══ Source material

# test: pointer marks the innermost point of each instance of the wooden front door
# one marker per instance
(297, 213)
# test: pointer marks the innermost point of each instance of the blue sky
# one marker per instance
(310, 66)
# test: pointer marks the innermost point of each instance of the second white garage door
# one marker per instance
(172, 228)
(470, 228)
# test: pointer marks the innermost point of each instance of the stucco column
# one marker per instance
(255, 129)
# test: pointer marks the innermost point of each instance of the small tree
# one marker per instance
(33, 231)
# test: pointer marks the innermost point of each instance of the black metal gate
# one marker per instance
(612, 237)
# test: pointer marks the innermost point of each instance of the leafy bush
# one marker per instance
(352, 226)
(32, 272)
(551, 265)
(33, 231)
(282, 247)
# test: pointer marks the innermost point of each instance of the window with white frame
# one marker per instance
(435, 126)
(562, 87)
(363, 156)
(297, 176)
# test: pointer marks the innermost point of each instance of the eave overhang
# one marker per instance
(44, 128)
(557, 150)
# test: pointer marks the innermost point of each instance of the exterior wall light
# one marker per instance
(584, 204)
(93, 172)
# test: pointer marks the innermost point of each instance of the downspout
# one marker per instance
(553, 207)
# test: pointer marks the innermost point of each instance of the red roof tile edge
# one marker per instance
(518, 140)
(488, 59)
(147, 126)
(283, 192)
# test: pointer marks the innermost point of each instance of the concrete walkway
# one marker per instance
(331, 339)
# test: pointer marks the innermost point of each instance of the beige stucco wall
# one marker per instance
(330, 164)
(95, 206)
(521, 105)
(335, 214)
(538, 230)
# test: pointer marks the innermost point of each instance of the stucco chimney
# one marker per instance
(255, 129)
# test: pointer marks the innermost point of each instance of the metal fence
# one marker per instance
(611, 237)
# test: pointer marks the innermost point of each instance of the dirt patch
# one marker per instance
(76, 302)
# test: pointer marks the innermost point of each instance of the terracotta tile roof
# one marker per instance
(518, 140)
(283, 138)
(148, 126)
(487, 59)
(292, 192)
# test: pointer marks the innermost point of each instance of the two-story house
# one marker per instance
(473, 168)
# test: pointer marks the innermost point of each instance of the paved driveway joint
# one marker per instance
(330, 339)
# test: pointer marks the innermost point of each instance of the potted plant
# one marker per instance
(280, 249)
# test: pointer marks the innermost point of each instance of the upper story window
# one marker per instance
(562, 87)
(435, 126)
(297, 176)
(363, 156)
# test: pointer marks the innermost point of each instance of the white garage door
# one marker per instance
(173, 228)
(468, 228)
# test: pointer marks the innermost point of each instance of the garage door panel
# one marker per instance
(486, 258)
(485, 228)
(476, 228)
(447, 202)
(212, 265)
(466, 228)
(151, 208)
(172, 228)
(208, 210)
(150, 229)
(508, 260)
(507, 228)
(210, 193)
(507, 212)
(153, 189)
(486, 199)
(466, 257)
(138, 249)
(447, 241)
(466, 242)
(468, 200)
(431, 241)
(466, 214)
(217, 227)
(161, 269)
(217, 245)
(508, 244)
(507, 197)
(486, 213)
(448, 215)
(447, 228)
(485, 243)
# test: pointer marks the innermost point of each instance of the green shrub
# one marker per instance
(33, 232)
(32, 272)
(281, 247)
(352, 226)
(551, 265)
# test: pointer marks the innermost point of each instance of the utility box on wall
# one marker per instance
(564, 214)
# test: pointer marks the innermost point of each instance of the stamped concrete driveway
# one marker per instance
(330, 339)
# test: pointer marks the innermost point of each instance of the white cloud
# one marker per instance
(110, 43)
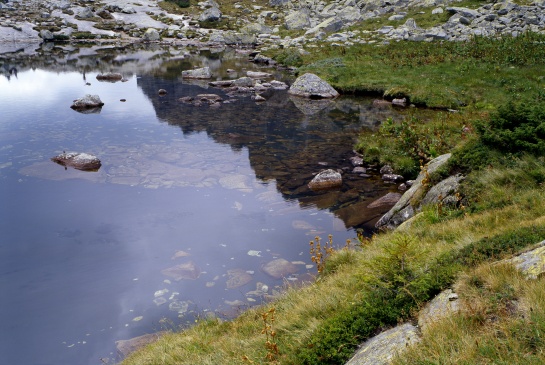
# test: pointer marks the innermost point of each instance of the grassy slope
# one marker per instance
(398, 272)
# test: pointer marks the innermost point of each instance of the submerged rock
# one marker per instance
(326, 179)
(87, 102)
(186, 270)
(279, 268)
(199, 73)
(311, 86)
(237, 278)
(79, 161)
(110, 76)
(126, 347)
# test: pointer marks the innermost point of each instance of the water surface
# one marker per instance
(84, 256)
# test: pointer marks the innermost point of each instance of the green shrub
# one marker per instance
(516, 127)
(289, 57)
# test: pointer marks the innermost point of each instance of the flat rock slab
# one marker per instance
(443, 305)
(381, 349)
(79, 161)
(311, 86)
(530, 263)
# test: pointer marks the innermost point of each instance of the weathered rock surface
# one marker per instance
(279, 268)
(311, 86)
(326, 179)
(79, 161)
(87, 102)
(380, 349)
(407, 206)
(387, 200)
(443, 305)
(530, 263)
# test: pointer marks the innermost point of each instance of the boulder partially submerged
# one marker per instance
(79, 161)
(311, 86)
(110, 77)
(326, 179)
(87, 102)
(199, 73)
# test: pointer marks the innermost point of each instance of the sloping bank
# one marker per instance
(388, 279)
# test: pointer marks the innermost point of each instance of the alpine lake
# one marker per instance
(191, 204)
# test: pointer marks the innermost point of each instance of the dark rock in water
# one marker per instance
(326, 179)
(79, 161)
(199, 73)
(110, 77)
(127, 347)
(387, 200)
(87, 102)
(311, 86)
(393, 177)
(279, 268)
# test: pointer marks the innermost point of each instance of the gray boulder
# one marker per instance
(326, 179)
(79, 161)
(311, 86)
(443, 192)
(86, 13)
(381, 349)
(298, 20)
(199, 73)
(405, 208)
(46, 35)
(88, 101)
(210, 15)
(151, 35)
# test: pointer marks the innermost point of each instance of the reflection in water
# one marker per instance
(195, 210)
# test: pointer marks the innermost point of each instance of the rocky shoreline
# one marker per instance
(26, 24)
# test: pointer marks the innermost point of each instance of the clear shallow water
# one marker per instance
(222, 191)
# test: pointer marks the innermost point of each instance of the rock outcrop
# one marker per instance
(381, 349)
(420, 193)
(311, 86)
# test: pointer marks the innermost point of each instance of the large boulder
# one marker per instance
(381, 349)
(407, 206)
(298, 20)
(77, 160)
(326, 179)
(87, 102)
(311, 86)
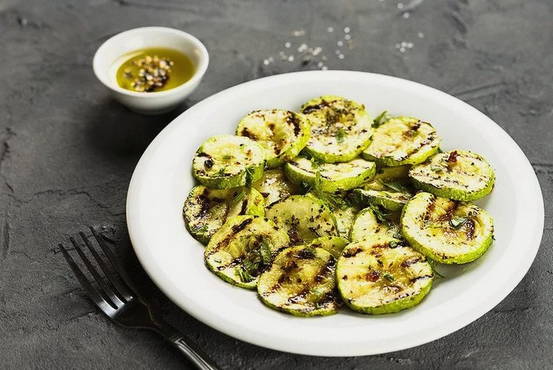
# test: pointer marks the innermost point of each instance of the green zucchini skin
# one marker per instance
(428, 223)
(274, 186)
(332, 244)
(340, 128)
(281, 133)
(391, 200)
(227, 161)
(382, 275)
(205, 210)
(402, 141)
(366, 225)
(303, 218)
(457, 174)
(243, 248)
(301, 282)
(344, 220)
(330, 177)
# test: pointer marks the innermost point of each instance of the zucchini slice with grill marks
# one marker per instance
(391, 200)
(281, 133)
(386, 178)
(343, 210)
(243, 248)
(274, 186)
(445, 230)
(402, 140)
(205, 210)
(340, 128)
(302, 282)
(330, 177)
(382, 275)
(303, 218)
(228, 161)
(344, 220)
(367, 225)
(332, 244)
(457, 174)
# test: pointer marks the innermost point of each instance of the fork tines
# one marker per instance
(108, 287)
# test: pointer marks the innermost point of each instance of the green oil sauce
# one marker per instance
(154, 69)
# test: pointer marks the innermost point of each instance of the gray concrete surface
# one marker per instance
(67, 153)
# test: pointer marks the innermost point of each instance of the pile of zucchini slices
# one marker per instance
(328, 207)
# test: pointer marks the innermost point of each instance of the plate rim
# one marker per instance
(246, 335)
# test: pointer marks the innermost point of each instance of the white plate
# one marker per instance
(174, 260)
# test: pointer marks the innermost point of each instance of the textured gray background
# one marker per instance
(67, 153)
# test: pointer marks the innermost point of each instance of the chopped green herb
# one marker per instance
(340, 135)
(238, 196)
(200, 229)
(244, 275)
(381, 118)
(266, 253)
(457, 222)
(433, 264)
(249, 175)
(396, 186)
(380, 213)
(395, 244)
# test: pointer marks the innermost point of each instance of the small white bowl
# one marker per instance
(111, 54)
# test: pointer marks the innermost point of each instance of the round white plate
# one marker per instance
(174, 260)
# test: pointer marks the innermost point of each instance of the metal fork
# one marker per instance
(115, 298)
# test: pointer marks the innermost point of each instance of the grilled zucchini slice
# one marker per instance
(227, 161)
(205, 210)
(445, 230)
(330, 177)
(281, 133)
(274, 186)
(402, 140)
(340, 128)
(457, 174)
(332, 244)
(382, 275)
(302, 282)
(342, 208)
(344, 220)
(391, 200)
(243, 248)
(390, 179)
(366, 224)
(303, 218)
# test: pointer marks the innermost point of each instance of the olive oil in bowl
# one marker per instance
(154, 70)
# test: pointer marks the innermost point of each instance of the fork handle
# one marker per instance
(196, 356)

════

> **Your goal**: Reproduce the items from the line with "oil in bowl" up to and including the last line of the items, requests included, shifting every coordinate in the answers by adding 80 to each number.

> **Completed exercise**:
# test: pointer marks the innermost point of each instance of the olive oil in bowl
# one marker per instance
(234, 150)
# test: pointer marks the innermost point of each instance of the fork handle
# one marker per instance
(276, 436)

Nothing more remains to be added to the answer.